* 本文
......

初耳です。本のページ数は、たいてい16の倍数になっている――というのは知っていましたが……。(星田)


A. こじまさんから

 私はデザイナーで、たまに本の装丁もしていますが、考えたことがありませんでしたね。そこで某出版社の部長に聞いてみました。
「わしも考えたことがない、しかし……」
 本屋(出版社)が出す「本」は必ず背表紙が必要です。この背表紙をつける製本をするためには最低32ページくらいのページ数が必要です(無線とじと呼びます。実際にはもう少しページ数がほしいところですが……)。
 背表紙がない場合は「中とじ」という簡単なホッチキス止めで済ませます。日本人の言語感覚では中とじのものは「冊子」「パンフレット」「リーフレット」と呼ぶのがしっくり来るようです。デザインを発注する側もそう呼ぶことがほとんどです。ちょうど32ページくらいのページ数が「背表紙をつける、つけない」という製本技術上の境目になりやすいので、そういうなぞ謎ができたのではないでしょうか。
 その意味では、何を持って「本」と呼ぶか、という本質的な定義ではなく、出版社の都合による「本」の定義のようですね。

......

(データセットの記録)
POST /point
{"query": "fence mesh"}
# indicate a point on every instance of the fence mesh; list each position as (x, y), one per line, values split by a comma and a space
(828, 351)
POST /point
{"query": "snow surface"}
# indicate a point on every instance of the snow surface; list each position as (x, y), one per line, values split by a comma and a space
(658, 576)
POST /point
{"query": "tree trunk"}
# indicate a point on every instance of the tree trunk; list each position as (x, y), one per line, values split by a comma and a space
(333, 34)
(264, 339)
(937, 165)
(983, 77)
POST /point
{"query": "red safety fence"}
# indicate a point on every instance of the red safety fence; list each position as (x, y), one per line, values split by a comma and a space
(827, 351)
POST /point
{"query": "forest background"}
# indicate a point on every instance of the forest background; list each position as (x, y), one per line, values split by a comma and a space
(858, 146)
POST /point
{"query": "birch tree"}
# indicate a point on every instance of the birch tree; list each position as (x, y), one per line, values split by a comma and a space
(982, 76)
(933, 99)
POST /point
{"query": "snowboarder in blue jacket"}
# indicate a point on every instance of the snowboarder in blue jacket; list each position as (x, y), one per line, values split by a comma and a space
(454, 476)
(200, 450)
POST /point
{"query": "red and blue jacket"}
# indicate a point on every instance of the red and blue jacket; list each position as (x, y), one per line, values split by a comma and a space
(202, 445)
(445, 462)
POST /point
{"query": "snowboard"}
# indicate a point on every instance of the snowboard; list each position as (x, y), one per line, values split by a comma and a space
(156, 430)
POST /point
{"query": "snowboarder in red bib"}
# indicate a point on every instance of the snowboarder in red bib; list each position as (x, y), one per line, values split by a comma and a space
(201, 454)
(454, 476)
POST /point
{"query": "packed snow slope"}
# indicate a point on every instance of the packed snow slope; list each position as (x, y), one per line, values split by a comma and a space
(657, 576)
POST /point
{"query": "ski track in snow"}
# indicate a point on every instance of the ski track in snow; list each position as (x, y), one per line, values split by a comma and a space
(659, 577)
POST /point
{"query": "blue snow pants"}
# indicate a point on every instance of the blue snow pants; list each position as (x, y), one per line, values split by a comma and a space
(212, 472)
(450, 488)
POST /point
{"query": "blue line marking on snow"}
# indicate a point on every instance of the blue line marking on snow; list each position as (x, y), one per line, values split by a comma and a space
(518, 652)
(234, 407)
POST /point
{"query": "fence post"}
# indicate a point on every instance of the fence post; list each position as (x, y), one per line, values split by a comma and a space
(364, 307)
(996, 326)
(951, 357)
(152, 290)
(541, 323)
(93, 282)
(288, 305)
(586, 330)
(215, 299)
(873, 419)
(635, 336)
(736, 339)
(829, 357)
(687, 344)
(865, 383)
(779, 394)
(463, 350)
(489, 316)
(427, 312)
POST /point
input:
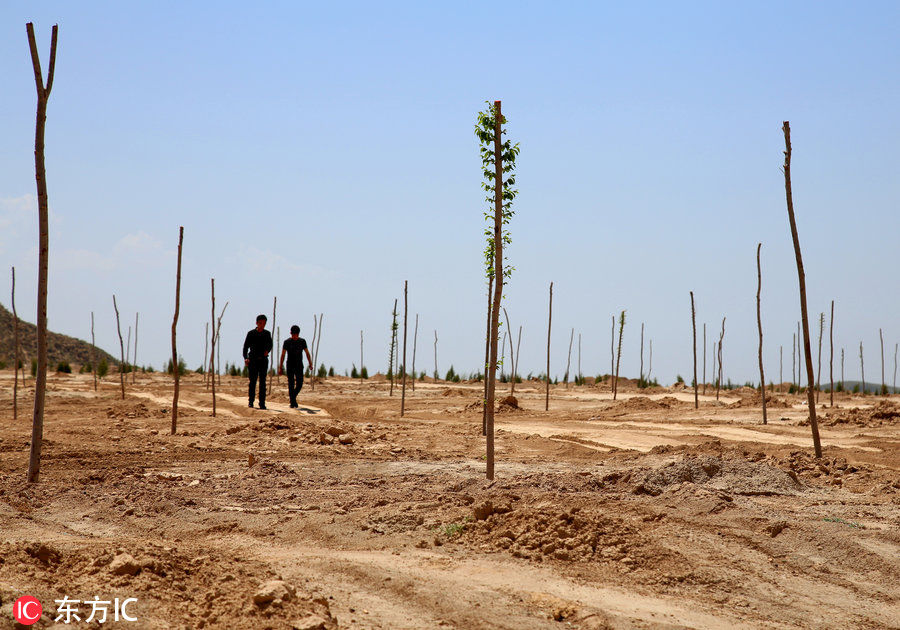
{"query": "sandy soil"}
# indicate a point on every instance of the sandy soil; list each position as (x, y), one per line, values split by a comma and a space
(637, 513)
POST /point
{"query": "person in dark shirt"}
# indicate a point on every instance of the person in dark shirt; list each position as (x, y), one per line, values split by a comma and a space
(294, 348)
(257, 347)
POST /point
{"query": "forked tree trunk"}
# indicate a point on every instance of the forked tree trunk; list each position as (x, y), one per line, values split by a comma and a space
(121, 349)
(405, 313)
(619, 354)
(831, 356)
(415, 340)
(175, 370)
(93, 353)
(813, 422)
(40, 176)
(694, 328)
(762, 376)
(491, 374)
(549, 325)
(487, 353)
(16, 349)
(212, 341)
(819, 367)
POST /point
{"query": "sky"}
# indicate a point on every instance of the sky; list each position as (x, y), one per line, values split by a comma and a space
(324, 153)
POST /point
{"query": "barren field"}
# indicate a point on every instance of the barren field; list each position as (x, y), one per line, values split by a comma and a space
(638, 513)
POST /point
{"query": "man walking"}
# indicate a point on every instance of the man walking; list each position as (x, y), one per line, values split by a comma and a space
(294, 348)
(257, 347)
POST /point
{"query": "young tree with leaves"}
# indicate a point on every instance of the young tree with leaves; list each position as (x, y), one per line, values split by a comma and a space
(498, 160)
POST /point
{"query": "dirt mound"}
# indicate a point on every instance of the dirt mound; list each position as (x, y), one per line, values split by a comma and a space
(884, 413)
(173, 587)
(754, 399)
(568, 535)
(731, 475)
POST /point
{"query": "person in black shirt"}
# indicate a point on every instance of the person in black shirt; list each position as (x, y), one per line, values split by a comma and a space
(257, 347)
(294, 348)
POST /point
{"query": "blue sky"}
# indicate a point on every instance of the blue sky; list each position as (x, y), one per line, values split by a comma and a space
(324, 153)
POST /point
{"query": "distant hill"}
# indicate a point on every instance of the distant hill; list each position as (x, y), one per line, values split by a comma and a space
(59, 347)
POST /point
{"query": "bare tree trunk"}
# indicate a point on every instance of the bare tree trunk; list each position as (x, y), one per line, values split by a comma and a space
(128, 366)
(819, 368)
(580, 375)
(762, 376)
(491, 374)
(391, 369)
(40, 176)
(862, 369)
(814, 425)
(134, 367)
(205, 357)
(415, 341)
(93, 353)
(212, 341)
(704, 358)
(719, 379)
(405, 314)
(831, 355)
(549, 324)
(16, 349)
(121, 349)
(612, 350)
(694, 328)
(175, 371)
(641, 371)
(619, 354)
(487, 354)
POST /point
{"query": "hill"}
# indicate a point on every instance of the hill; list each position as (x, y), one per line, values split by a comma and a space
(59, 347)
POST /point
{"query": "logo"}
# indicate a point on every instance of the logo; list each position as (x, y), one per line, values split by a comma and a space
(27, 610)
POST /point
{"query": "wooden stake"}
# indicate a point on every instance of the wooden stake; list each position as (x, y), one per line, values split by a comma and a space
(831, 355)
(16, 350)
(405, 313)
(212, 341)
(93, 353)
(175, 370)
(819, 368)
(762, 376)
(813, 422)
(619, 354)
(549, 322)
(121, 349)
(694, 328)
(40, 176)
(415, 341)
(719, 382)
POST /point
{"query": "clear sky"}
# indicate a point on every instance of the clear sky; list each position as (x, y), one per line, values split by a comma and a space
(324, 153)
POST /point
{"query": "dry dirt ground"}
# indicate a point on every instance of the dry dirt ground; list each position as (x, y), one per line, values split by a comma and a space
(636, 513)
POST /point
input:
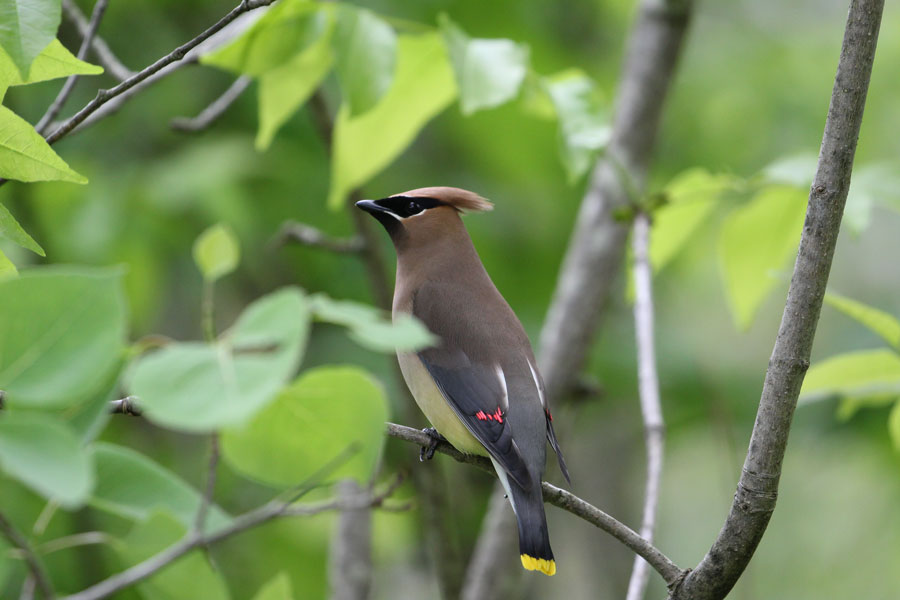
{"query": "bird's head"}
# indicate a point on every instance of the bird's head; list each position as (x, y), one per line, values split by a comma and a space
(424, 215)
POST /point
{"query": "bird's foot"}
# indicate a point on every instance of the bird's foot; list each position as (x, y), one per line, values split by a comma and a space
(427, 452)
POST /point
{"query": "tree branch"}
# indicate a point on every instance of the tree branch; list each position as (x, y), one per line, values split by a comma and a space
(596, 248)
(35, 567)
(216, 109)
(239, 524)
(106, 57)
(648, 385)
(69, 85)
(350, 556)
(104, 96)
(438, 533)
(567, 501)
(307, 235)
(757, 489)
(206, 500)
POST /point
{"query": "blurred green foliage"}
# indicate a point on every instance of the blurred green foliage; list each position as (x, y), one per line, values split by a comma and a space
(741, 128)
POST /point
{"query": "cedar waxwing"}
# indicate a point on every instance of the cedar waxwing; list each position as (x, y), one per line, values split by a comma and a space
(479, 386)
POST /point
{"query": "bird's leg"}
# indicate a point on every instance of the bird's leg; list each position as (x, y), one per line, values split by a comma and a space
(427, 452)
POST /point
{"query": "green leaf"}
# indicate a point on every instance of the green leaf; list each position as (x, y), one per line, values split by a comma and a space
(850, 405)
(879, 322)
(872, 185)
(11, 230)
(369, 328)
(203, 387)
(131, 485)
(488, 72)
(285, 88)
(313, 421)
(756, 240)
(894, 425)
(45, 455)
(277, 588)
(53, 62)
(583, 120)
(26, 27)
(7, 268)
(26, 156)
(217, 252)
(284, 30)
(366, 49)
(190, 576)
(62, 333)
(797, 170)
(860, 373)
(423, 86)
(692, 198)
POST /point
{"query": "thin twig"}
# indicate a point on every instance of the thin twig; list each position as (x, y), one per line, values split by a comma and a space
(307, 235)
(216, 109)
(35, 567)
(126, 406)
(87, 538)
(437, 530)
(648, 385)
(196, 539)
(106, 57)
(206, 500)
(757, 489)
(350, 554)
(567, 501)
(104, 96)
(597, 246)
(66, 91)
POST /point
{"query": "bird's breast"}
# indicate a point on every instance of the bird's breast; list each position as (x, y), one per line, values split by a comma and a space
(432, 402)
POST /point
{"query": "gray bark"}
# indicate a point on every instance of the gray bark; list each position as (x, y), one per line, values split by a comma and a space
(596, 248)
(757, 489)
(350, 560)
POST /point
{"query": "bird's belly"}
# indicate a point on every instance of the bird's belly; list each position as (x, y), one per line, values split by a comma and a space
(435, 406)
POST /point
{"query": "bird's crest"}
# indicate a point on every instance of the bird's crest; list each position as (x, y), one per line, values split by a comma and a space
(461, 200)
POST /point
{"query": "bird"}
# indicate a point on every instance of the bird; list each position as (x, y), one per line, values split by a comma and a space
(479, 385)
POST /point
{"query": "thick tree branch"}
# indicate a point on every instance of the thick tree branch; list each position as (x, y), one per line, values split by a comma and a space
(104, 96)
(596, 248)
(216, 109)
(560, 498)
(106, 57)
(350, 555)
(648, 385)
(211, 470)
(35, 567)
(66, 91)
(757, 489)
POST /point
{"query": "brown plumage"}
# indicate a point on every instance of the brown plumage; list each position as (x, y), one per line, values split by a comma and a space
(480, 386)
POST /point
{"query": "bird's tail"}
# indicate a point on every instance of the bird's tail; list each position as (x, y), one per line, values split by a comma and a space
(534, 540)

......

* 課題
**1.** 次の(a)〜(c)が製本についての本文と合っているかを、はいかいいえで答えよ。それぞれ判断の決め手となる本文の語句をそのまま引用すること。
(a) 背表紙をつける製本には、最低32ページくらいのページ数が必要とされている。
(b) 筆者は本の装丁をする中で、以前からこの問題を考えていた。
(c) 筆者はある出版社の部長に尋ねてみた。
**2.** 製本についての本文を、最後の文の後から続けて書け。
記録は本文とは別の資料である。

* 解答
**1.**
(a) はい。「最低32ページくらいのページ数が必要です」
(b) いいえ。「考えたことがありませんでしたね」
(c) はい。「某出版社の部長に聞いてみました」

**2.**
 ちなみに中とじの場合は4ページ単位で、無線とじは2ページ単位でページ数を調整することができます。16ページ単位というのは(サイズにもよりますが)裁断する前の紙にムダが出にくいため、そう言われるのだと思います。

A. おやじうどんさんから

 本の定義自体は難しいですが、ユネスコの定義によると図書(本、書物、書籍)は、
「(情報を伝達するため、紙などの媒体に文字等を印刷し、製本したもののうち)表裏の表紙を除いて49ページ以上の非定期刊行物」
とされています。
 48ページ以下は「パンフレット」。パンフレットのうち高級な紙を使用したものを「ブックレット」、そして紙1枚のものを「リーフレット」としています。
 一方、 私たちが「本」を連想した場合、「中身よりも高級な(あるいは厚い)紙の表紙を使い、製本(綴じた)もの」というイメージになると思います。
 製本には中綴じ、アジロ(無線・平)綴じなどがありますが、いずれの場合も裁断等で紙を効率的に使うために「16ページ」が1つの単位(折:おり)になります。そのため、16の倍数となるページの印刷物が多いのです。
 綴じ方ですが、中綴じの印刷物はあまり「本」というイメージにはつながりません。質問者の方の「32ページ」というのは、この「2折以上」ということからのことだと思われます。
 実際、32ページ程度の印刷物だと、コストの低い中綴じの方が現実的です。また、ページ数が少ないと束(背表紙)に文字などを印刷できず、アジロ綴じにする必然性もありません。
 ですので、ユネスコの定義の通り48ページ(3折)以上のもの(折の観点からすると、64ページから)が本(図書)といえると思います。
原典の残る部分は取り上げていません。